Exercise instructions:
Below are some records: retype them all exactly, but not the pictures.

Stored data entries
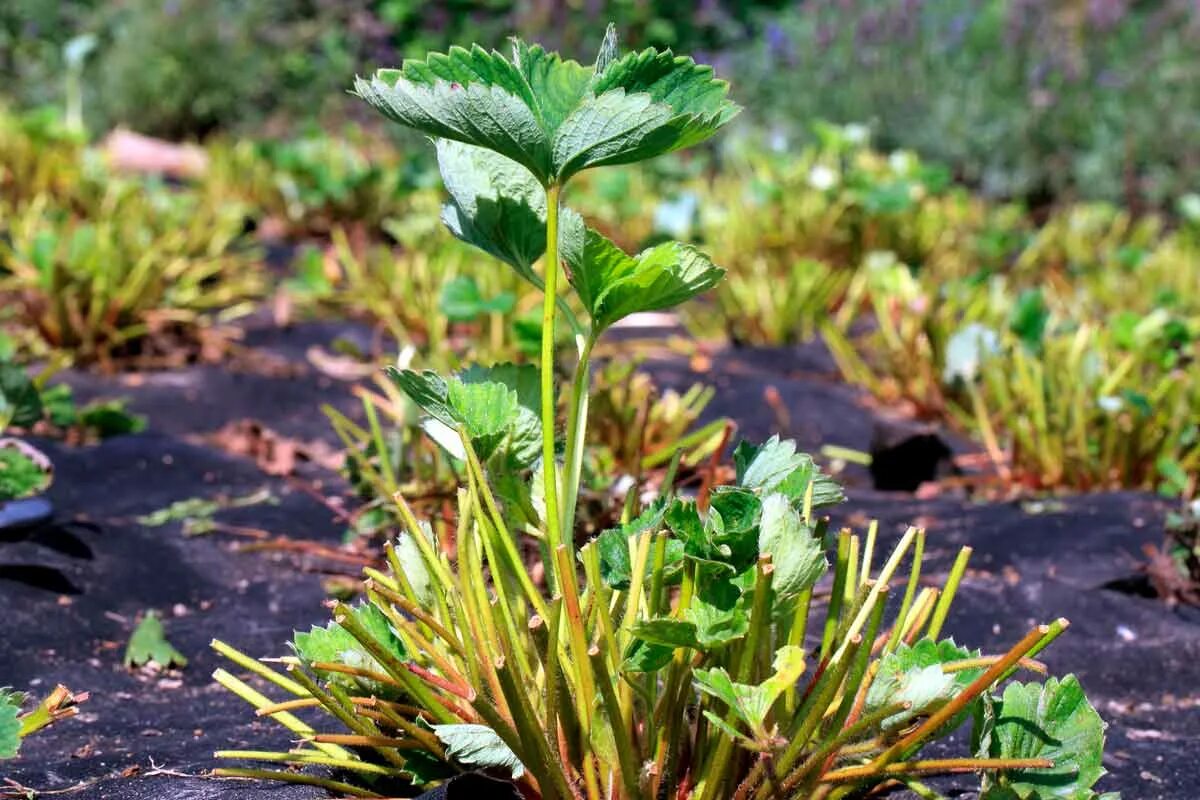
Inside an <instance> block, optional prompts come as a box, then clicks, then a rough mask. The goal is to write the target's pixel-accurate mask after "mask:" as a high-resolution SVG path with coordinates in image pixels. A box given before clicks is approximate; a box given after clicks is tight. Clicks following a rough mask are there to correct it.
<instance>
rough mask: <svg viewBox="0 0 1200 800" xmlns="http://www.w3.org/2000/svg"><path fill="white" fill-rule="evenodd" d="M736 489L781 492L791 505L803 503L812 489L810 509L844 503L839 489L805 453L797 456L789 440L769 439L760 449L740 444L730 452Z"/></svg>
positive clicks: (749, 444)
mask: <svg viewBox="0 0 1200 800" xmlns="http://www.w3.org/2000/svg"><path fill="white" fill-rule="evenodd" d="M733 465H734V469H736V470H737V481H738V486H743V487H745V488H749V489H758V491H760V492H773V491H775V492H781V493H784V494H786V495H787V497H788V498H791V500H792V501H793V503H799V501H803V500H804V497H805V493H806V492H808V491H809V485H811V486H812V507H814V509H820V507H822V506H827V505H834V504H838V503H841V501H842V500H845V499H846V495H845V493H844V492H842V489H841V486H840V485H839V483H838V482H836V481H834V480H833V479H832V477H829V476H828V475H826V474H823V473H822V471H821V469H820V468H818V467H817V465H816V463H815V462H814V461H812V457H811V456H809V455H808V453H802V452H797V450H796V443H794V441H792V440H791V439H780V438H779V437H778V435H774V437H772V438H770V439H768V440H767V441H764V443H763V444H761V445H754V444H751V443H749V441H740V443H738V446H737V447H736V449H734V451H733Z"/></svg>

Answer space:
Inside an <instance> block, optional prompts come as a box, then clicks, then a rough mask. The goal is to write the target's pixel-accurate mask after "mask:" as a high-resolution SVG path with coordinates in image pixels. A box given before clicks is approximate; a box given after clicks is tight. Clicks following a rough mask are there to correct it.
<instance>
rough mask: <svg viewBox="0 0 1200 800" xmlns="http://www.w3.org/2000/svg"><path fill="white" fill-rule="evenodd" d="M736 489L781 492L791 505L803 503L812 489L810 509L844 503L839 489L805 453L797 456L789 440L769 439L760 449L740 444L730 452Z"/></svg>
positive clicks: (749, 444)
mask: <svg viewBox="0 0 1200 800" xmlns="http://www.w3.org/2000/svg"><path fill="white" fill-rule="evenodd" d="M733 465H734V469H736V470H737V481H738V486H743V487H745V488H749V489H758V491H760V492H773V491H775V492H781V493H784V494H786V495H787V497H788V498H791V500H792V501H793V503H799V501H803V500H804V497H805V493H806V492H808V491H809V485H811V486H812V507H814V509H820V507H822V506H827V505H834V504H838V503H841V501H842V500H845V499H846V495H845V493H844V492H842V489H841V486H840V485H839V483H838V482H836V481H834V480H833V479H832V477H829V476H828V475H826V474H823V473H822V471H821V469H820V468H818V467H817V465H816V463H815V462H814V461H812V457H811V456H809V455H808V453H802V452H797V450H796V443H794V441H792V440H791V439H780V438H779V437H778V435H774V437H772V438H770V439H768V440H767V441H764V443H763V444H761V445H754V444H751V443H749V441H740V443H738V446H737V447H736V449H734V451H733Z"/></svg>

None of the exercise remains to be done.